Begin QUOTED PASSAGE

# How did Aulë know about this?



## Arvedui (Feb 20, 2003)

There is one thing I have started to wonder about, concerning Aulë and his encounter with Ilúvatar after the creation of the Dwarves. Aulë excuses himself to Ilúvatar for what he has done, and during the conversation, he says this:


> Yet the making of things is in my heart from my own making by thee; and *the child of little understanding that makes a play of the deeds of his father may do so without thought of mockery, but because he is the son of his father* .


What could Aulë, at that time, know about children making plays of the deeds of their fathers? What references did he have?

Did the Professor miss a little by using this example in Aulë's defence?


----------



## Niniel (Feb 20, 2003)

Yeah, that's weird. Maybe he had seen it in the vision of ME that Ilúvatar had shown the Valar. Otherwise I don't know, since Aule had never seen any children.


----------



## Gothmog (Feb 20, 2003)

> *Yet the making of things is in my heart from my own making by thee*; and the child of little understanding that makes a play of the deeds of his father may do so without thought of mockery, but because he is the son of his father .


 So Aule knows he was made by and is a child of Iluvatar.


> There was Eru, the One, who in Arda is called Ilúvatar; and he made first the Ainur, the Holy Ones, *that were the offspring of his thought*, and they were with him before aught else was made. And he spoke to them, propound to them themes of music; and they sang before him, and he was glad. But for a long while they sang only each alone, or but few together, while the rest hearkened; for each comprehended only that part of the mind of Ilúvatar from which he came, *and in the understanding of their brethren* they grew but slowly. Yet ever as they listened they came to deeper understanding, and increased in unison and harmony.


 AINULINDALË

The Ainur also were aware of having family ties. As to knowing about *Children* and "Children of Iluvatar" in particular.


> And they saw with amazement the coming of the Children of Ilúvatar, and the habitation that was prepared for them; and they perceived that they themselves in the labour of their music had been busy with the preparation of this dwelling, and yet knew not that it had any purpose beyond its own beauty.


 AINULINDALË

So I do not see any problem with Aule using such terms as all of the Ainur knew of the links between themselves and Iluvatar and of Elves and Men.


----------



## ChunkyLover53 (Feb 20, 2003)

End QUOTED PASSAGE

■ **STATED TASK A**
Put the records from the line containing "Task: the pointer indicates each instance of the black" through the end of the records into a Markdown table with columns n and Line, one row per line, skipping blank lines. Leave the pictures out.

Begin DATA FOR THE TASK

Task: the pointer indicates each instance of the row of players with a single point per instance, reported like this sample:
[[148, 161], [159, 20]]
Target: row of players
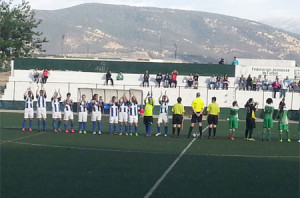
[[125, 111]]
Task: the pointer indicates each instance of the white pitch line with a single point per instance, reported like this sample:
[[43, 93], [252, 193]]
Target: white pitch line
[[163, 176]]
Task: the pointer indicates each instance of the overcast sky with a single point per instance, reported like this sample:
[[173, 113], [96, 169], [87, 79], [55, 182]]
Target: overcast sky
[[248, 9]]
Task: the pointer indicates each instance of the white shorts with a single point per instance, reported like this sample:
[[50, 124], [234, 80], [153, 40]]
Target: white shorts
[[113, 119], [163, 118], [28, 113], [41, 113], [96, 116], [82, 117], [68, 115], [133, 119], [123, 117], [56, 115]]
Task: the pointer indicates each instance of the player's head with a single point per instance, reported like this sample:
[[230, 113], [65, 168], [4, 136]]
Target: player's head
[[179, 99], [213, 99], [269, 101]]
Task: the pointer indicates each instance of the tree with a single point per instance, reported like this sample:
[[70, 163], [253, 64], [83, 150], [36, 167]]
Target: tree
[[18, 34]]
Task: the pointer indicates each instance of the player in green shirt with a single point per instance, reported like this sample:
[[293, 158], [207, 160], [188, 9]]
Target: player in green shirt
[[268, 119], [283, 124], [233, 120]]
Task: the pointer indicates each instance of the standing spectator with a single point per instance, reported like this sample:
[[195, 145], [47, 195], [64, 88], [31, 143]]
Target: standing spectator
[[120, 76], [190, 80], [174, 78], [225, 82], [212, 82], [108, 77], [242, 83], [159, 78], [235, 61], [249, 83], [284, 86], [146, 78], [196, 78], [46, 74], [276, 87]]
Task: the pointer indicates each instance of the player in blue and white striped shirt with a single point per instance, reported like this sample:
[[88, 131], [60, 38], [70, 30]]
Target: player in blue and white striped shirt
[[113, 115], [28, 112], [68, 113], [133, 111], [56, 113], [163, 114], [41, 108], [82, 114]]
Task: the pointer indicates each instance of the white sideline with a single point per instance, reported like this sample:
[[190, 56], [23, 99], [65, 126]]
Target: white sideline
[[154, 187]]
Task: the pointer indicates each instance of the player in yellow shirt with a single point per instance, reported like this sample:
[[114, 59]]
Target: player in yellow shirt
[[148, 116], [178, 111], [213, 110], [198, 107]]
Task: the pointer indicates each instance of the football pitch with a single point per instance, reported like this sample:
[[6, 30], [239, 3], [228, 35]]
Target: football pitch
[[47, 164]]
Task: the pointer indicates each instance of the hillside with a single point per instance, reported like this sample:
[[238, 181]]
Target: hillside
[[111, 30]]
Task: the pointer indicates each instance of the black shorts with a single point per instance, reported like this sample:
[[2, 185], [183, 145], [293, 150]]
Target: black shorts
[[250, 123], [148, 120], [212, 119], [196, 119], [177, 119]]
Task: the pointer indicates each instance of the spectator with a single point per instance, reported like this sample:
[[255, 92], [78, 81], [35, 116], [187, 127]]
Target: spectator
[[146, 78], [120, 76], [174, 78], [108, 77], [212, 82], [190, 80], [46, 74], [242, 83], [225, 82], [196, 78], [276, 87], [235, 61], [167, 80], [36, 75], [159, 78], [249, 83], [222, 61], [284, 87]]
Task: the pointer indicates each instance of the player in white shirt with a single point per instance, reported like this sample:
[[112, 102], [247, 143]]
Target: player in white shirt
[[96, 113], [28, 112], [113, 115], [163, 114], [56, 113], [123, 114], [82, 114], [68, 113], [133, 111], [41, 108]]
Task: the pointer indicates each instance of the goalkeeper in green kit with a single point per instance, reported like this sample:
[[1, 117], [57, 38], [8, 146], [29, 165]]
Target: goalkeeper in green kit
[[268, 119]]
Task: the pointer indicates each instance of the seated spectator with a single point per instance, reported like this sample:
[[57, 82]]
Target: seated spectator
[[159, 78], [242, 83], [146, 78], [222, 61], [36, 75], [174, 78], [249, 83], [120, 76], [46, 74], [235, 61], [212, 82], [108, 77], [190, 80], [225, 82], [167, 80], [196, 78]]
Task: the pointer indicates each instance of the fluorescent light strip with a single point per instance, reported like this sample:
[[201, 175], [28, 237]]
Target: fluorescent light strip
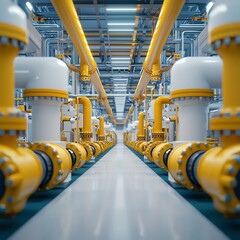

End DATA FOR THE TASK

■ **STATED TASK B**
Please name the source Gothmog cites under both passages he quotes in the thread about Aulë.

■ **REPLY A**
| n | Line |
|---|---|
| 1 | Task: the pointer indicates each instance of the black shorts with a single point per instance, reported like this sample: |
| 2 | [[2, 185], [183, 145], [293, 150]] |
| 3 | Target: black shorts |
| 4 | [[250, 123], [148, 120], [212, 119], [196, 119], [177, 119]] |
| 5 | Task: the pointer indicates each instance of the spectator with a single point per instance, reported like this sample: |
| 6 | [[255, 92], [78, 81], [35, 116], [187, 127]] |
| 7 | Target: spectator |
| 8 | [[146, 78], [120, 76], [174, 78], [108, 77], [212, 82], [190, 80], [46, 74], [242, 83], [225, 82], [196, 78], [276, 87], [235, 61], [167, 80], [36, 75], [159, 78], [249, 83], [222, 61], [284, 87]] |
| 9 | Task: the pointer indicates each instance of the player in white shirt with a single point per instance, reported like this sample: |
| 10 | [[112, 102], [247, 143]] |
| 11 | Target: player in white shirt |
| 12 | [[96, 113], [28, 112], [113, 115], [163, 114], [56, 113], [123, 114], [82, 114], [68, 113], [133, 111], [41, 108]] |
| 13 | Task: the pointer indicates each instance of the goalkeeper in green kit with a single point per instance, reported like this sample: |
| 14 | [[1, 117], [57, 38], [8, 146], [29, 165]] |
| 15 | Target: goalkeeper in green kit |
| 16 | [[268, 119]] |
| 17 | Task: the pointer indicates each instance of the seated spectator with a single point per instance, reported like this sample: |
| 18 | [[57, 82]] |
| 19 | Target: seated spectator |
| 20 | [[159, 78], [242, 83], [146, 78], [222, 61], [36, 75], [174, 78], [249, 83], [120, 76], [46, 74], [235, 61], [212, 82], [108, 77], [190, 80], [225, 82], [167, 80], [196, 78]] |
| 21 | Task: the pointer indicates each instance of the fluorescent light strip with a single point per instance, reported like this sample: |
| 22 | [[201, 175], [28, 237]] |
| 23 | Target: fluorescent light strip |

■ **REPLY B**
AINULINDALË